**Exercise aim**
Write down each entry precisely as given.

**Excerpted data**

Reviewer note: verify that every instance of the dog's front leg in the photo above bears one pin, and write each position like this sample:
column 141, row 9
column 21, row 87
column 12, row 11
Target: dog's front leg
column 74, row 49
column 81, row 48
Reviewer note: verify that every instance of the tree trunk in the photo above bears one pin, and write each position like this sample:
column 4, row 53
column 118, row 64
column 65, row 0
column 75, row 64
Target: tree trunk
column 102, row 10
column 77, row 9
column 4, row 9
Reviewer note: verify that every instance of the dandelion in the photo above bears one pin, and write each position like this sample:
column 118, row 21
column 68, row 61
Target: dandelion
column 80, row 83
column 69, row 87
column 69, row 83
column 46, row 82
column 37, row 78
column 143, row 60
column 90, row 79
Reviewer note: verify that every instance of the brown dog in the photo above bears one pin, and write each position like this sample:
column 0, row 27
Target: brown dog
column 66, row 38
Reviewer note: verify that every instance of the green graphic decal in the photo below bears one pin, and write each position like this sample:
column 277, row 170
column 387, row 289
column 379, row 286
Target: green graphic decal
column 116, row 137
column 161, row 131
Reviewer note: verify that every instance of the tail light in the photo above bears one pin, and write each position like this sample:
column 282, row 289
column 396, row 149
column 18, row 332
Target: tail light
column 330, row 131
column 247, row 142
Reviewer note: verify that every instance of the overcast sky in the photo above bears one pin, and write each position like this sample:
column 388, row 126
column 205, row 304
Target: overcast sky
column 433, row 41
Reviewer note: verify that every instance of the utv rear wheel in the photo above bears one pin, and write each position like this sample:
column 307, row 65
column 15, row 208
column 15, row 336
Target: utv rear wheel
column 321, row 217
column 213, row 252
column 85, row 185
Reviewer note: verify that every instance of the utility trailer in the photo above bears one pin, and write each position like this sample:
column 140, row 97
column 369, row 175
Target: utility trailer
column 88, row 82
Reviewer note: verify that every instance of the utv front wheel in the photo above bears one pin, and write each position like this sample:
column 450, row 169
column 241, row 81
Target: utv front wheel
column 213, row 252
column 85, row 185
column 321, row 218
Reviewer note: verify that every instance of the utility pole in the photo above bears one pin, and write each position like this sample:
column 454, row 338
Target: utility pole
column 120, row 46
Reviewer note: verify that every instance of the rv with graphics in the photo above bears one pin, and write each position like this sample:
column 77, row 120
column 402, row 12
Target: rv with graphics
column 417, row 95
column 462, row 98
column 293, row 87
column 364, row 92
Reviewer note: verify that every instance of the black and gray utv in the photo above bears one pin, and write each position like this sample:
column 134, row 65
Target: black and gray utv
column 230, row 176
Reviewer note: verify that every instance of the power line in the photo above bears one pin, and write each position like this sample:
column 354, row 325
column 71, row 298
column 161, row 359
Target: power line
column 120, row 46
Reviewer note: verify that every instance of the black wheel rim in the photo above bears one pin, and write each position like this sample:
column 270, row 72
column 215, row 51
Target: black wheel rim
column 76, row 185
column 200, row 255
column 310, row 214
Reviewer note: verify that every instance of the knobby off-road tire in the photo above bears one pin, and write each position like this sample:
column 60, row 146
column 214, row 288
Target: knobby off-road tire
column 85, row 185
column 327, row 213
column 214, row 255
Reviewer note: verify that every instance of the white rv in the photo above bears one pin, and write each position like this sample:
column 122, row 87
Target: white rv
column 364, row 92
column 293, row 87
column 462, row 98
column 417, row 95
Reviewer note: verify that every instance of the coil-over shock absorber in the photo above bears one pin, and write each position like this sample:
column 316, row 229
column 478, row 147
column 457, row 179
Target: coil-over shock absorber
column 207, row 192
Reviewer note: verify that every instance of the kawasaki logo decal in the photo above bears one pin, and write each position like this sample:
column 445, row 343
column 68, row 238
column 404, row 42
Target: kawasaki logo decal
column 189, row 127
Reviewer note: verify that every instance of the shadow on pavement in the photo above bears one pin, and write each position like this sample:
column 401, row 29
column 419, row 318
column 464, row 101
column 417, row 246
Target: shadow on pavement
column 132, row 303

**Problem solution**
Reviewer note: verify that every instance of the dog's front leg in the photo above bears one pin, and write each position like this sample:
column 141, row 9
column 21, row 87
column 12, row 11
Target: dog's front leg
column 74, row 49
column 81, row 48
Reviewer note: verify that every instance of the tree trunk in the photo above bears one pin, and write each position like this sample:
column 4, row 53
column 118, row 64
column 65, row 0
column 75, row 64
Target: tree trunk
column 102, row 10
column 77, row 9
column 4, row 9
Reviewer note: verify that every instance of the dandelion in the photo above bears one pin, and write each position like this sample:
column 118, row 21
column 68, row 61
Target: dandelion
column 80, row 83
column 69, row 87
column 69, row 83
column 46, row 82
column 37, row 78
column 143, row 60
column 90, row 79
Reviewer note: verify that every instance of the brown dog in the photo above bears one pin, and write each position like this sample:
column 0, row 27
Target: brown dog
column 66, row 38
Reviewer note: verify that every instance of the green graphic decal in the photo below bears one pin, and write each position like this sample:
column 277, row 170
column 387, row 289
column 379, row 286
Target: green graphic decal
column 116, row 137
column 161, row 131
Reviewer note: verify that every instance of the tail light in the photo above bears one pin, and write each position like this sample:
column 282, row 289
column 396, row 149
column 18, row 332
Target: tail light
column 330, row 131
column 247, row 142
Reviewer note: verify that every instance of the overcast sky in the photo above bears one pin, and write each position like this sample:
column 388, row 126
column 205, row 304
Target: overcast sky
column 433, row 41
Reviewer note: verify that every instance of the utv rear wheel in the photo above bears one pin, and write each position like this sample:
column 307, row 65
column 15, row 208
column 15, row 336
Target: utv rear wheel
column 321, row 217
column 213, row 252
column 85, row 185
Reviewer note: verify that every instance of the utility trailer in the photo above bears one pin, and write each position like this sample:
column 140, row 97
column 369, row 175
Target: utility trailer
column 88, row 82
Reviewer note: verify that every instance of the utv front wheel in the photo above bears one pin, and write each position like this sample:
column 450, row 169
column 241, row 81
Target: utv front wheel
column 213, row 252
column 85, row 185
column 321, row 218
Reviewer note: verify that every instance of the utility pole in the photo above bears one pin, and write each position like this sample:
column 454, row 338
Target: utility pole
column 120, row 46
Reviewer note: verify that every instance of the rv with graphics in the photo above bears one pin, and write each position like this sample:
column 77, row 120
column 402, row 12
Target: rv with graphics
column 417, row 95
column 462, row 98
column 293, row 87
column 364, row 92
Reviewer note: verify that every instance of the black and gray utv in the photo above bears one pin, and write each position like this sample:
column 134, row 65
Target: black and gray utv
column 230, row 176
Reviewer note: verify that every instance of the power line in the photo above bears one pin, and write each position like this sample:
column 354, row 325
column 71, row 298
column 161, row 359
Target: power line
column 120, row 46
Reviewer note: verify that every instance of the black wheel rim in the photo above bears one pin, and write each position like this sample:
column 270, row 72
column 215, row 51
Target: black wheel rim
column 76, row 185
column 200, row 255
column 310, row 214
Reviewer note: verify that every instance of the knobby off-road tire in the photo above bears one pin, and write each position like this sample:
column 60, row 146
column 214, row 288
Target: knobby off-road tire
column 85, row 185
column 327, row 213
column 214, row 255
Reviewer note: verify that every instance of the white rv in the photo above bears one pin, and write each position like this sample:
column 122, row 87
Target: white rv
column 364, row 92
column 293, row 87
column 462, row 98
column 417, row 95
Reviewer note: verify that every instance of the coil-over shock absorber in the photo above bears one pin, and write each position like this sample:
column 316, row 229
column 478, row 147
column 457, row 179
Target: coil-over shock absorber
column 207, row 192
Reviewer note: verify that every instance of the kawasaki logo decal in the photo above bears one pin, and write each position like this sample:
column 445, row 343
column 68, row 238
column 404, row 42
Target: kawasaki logo decal
column 189, row 127
Reviewer note: verify that every instance of the shadow on pavement in the photo above bears one pin, and write each position like this sample:
column 401, row 29
column 419, row 318
column 464, row 101
column 417, row 246
Target: shadow on pavement
column 132, row 303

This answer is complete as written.